══ Data for the task

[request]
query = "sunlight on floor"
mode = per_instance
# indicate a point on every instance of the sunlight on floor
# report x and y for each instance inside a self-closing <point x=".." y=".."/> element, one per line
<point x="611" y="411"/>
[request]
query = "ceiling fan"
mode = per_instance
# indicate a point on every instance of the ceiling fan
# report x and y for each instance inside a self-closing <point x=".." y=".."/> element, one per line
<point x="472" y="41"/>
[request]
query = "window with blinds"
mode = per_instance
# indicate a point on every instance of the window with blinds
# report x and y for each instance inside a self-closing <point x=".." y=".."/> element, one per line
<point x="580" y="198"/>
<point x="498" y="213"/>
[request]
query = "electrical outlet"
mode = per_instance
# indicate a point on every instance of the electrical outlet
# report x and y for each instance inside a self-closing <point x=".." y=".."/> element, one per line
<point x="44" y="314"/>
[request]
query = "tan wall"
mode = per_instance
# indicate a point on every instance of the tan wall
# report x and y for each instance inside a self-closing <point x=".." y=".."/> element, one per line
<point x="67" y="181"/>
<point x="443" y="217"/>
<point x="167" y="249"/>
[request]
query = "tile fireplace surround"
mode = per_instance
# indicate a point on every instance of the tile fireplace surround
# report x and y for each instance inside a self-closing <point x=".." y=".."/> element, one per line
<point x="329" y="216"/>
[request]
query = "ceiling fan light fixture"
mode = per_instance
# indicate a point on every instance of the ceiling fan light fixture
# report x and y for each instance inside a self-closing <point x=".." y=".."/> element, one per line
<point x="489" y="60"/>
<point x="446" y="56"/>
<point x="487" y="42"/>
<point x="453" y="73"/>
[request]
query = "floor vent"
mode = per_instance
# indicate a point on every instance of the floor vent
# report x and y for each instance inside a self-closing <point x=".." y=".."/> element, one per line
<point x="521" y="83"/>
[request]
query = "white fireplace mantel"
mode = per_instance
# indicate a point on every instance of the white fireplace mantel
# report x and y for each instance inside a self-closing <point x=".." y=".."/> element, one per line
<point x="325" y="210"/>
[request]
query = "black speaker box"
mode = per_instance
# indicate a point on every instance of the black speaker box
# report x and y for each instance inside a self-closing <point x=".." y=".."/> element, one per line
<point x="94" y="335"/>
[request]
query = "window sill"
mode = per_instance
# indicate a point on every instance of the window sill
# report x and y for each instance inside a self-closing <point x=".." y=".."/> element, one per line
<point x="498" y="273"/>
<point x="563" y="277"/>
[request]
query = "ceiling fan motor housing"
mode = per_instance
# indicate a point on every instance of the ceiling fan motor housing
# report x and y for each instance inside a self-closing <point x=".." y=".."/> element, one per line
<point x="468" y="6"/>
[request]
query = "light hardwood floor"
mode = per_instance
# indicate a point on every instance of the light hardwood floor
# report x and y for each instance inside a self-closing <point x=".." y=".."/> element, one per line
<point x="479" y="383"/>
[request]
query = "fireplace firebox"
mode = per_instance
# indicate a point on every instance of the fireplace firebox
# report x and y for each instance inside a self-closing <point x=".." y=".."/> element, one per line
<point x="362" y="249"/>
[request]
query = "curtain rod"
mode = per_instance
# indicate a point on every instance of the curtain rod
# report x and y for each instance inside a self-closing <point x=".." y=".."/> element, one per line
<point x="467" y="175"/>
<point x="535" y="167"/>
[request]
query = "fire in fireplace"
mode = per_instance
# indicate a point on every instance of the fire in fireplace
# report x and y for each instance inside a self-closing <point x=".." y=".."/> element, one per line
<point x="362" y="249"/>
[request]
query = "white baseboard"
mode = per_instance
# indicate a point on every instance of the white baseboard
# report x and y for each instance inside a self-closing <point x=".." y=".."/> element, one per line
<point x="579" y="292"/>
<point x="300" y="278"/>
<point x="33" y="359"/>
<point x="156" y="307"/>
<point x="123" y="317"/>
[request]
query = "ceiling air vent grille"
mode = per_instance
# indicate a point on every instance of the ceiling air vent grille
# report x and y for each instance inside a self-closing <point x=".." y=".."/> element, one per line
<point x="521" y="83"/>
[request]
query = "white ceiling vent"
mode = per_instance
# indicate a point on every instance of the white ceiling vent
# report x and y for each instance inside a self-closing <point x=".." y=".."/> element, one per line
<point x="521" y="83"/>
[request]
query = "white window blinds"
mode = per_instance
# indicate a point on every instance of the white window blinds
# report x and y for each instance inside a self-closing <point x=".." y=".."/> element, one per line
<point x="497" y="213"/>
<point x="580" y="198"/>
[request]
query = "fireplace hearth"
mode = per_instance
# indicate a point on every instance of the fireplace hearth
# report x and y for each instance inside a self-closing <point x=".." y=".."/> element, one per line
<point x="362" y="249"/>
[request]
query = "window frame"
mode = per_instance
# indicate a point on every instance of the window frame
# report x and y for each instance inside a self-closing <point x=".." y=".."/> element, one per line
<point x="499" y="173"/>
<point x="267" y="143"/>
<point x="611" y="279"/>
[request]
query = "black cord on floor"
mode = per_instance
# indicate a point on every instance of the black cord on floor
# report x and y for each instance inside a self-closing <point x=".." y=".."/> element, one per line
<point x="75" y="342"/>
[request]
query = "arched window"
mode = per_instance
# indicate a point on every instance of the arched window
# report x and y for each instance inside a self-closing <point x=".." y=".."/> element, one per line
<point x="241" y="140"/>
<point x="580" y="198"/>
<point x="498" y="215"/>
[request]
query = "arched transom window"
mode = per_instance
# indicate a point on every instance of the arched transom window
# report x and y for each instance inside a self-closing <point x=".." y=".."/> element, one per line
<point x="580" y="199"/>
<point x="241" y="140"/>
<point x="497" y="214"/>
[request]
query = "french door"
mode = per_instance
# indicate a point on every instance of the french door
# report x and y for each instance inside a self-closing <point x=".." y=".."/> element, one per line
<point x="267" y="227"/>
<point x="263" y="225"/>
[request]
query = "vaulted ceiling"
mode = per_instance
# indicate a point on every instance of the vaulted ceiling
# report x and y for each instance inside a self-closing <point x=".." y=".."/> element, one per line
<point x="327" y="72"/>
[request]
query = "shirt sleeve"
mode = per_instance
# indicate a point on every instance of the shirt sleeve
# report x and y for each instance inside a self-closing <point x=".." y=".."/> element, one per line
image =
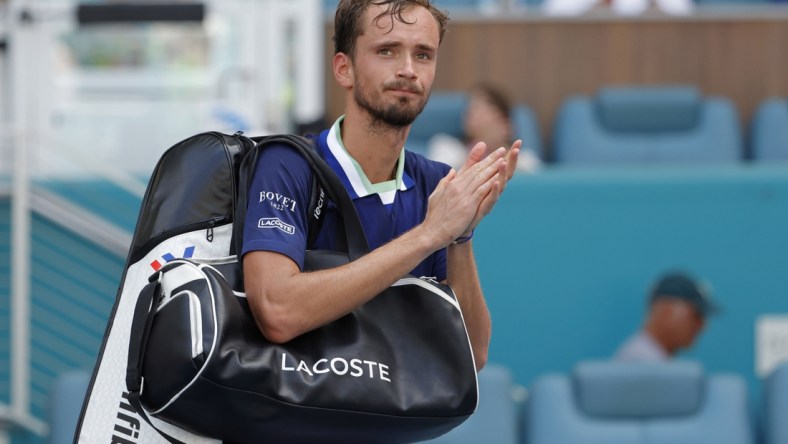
<point x="276" y="218"/>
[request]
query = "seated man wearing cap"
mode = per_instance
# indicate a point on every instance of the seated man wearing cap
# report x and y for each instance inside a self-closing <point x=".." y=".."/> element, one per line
<point x="678" y="306"/>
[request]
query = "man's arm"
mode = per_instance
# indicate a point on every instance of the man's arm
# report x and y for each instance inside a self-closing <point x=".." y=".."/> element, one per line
<point x="464" y="280"/>
<point x="287" y="302"/>
<point x="463" y="275"/>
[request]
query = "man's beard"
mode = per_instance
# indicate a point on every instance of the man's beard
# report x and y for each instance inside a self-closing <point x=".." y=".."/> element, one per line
<point x="397" y="115"/>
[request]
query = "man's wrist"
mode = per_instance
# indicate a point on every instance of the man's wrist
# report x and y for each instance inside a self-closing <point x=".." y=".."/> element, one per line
<point x="463" y="239"/>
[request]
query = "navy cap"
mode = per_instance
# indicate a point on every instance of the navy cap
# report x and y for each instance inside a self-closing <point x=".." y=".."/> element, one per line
<point x="678" y="285"/>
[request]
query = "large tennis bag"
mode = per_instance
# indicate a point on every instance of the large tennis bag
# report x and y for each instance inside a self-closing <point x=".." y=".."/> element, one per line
<point x="398" y="369"/>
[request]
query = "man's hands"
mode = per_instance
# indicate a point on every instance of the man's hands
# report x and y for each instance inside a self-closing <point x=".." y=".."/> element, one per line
<point x="464" y="197"/>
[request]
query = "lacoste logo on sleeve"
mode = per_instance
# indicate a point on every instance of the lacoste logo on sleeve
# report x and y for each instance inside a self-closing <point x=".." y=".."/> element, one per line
<point x="272" y="222"/>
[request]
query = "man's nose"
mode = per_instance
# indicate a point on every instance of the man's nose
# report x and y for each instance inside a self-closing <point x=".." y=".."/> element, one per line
<point x="406" y="68"/>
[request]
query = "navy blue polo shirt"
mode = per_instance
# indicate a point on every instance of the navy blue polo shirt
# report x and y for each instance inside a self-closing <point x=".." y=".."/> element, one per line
<point x="276" y="218"/>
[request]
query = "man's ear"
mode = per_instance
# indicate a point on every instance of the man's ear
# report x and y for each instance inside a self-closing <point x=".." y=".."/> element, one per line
<point x="343" y="70"/>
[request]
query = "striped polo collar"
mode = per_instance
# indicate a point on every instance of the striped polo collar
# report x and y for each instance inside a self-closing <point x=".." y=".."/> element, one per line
<point x="354" y="177"/>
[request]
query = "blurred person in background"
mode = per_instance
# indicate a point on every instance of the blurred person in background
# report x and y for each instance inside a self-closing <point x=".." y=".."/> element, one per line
<point x="487" y="119"/>
<point x="678" y="307"/>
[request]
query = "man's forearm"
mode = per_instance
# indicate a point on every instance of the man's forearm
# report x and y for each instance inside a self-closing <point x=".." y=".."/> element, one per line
<point x="464" y="280"/>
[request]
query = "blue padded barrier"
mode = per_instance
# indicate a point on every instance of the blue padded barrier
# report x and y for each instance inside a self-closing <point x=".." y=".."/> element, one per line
<point x="647" y="125"/>
<point x="775" y="393"/>
<point x="769" y="131"/>
<point x="65" y="404"/>
<point x="444" y="113"/>
<point x="556" y="411"/>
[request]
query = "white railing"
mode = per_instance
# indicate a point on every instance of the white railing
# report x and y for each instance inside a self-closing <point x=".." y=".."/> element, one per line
<point x="62" y="118"/>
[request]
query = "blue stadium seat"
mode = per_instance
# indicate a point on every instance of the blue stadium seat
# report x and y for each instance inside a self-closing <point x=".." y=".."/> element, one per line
<point x="775" y="391"/>
<point x="444" y="113"/>
<point x="497" y="417"/>
<point x="65" y="405"/>
<point x="647" y="125"/>
<point x="769" y="131"/>
<point x="607" y="402"/>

════

▸ **Given instruction**
Please copy every line above that contains the string "speaker", and match case exactly.

▸ **Response**
query = "black speaker box"
# indicate a point on every instance of the black speaker box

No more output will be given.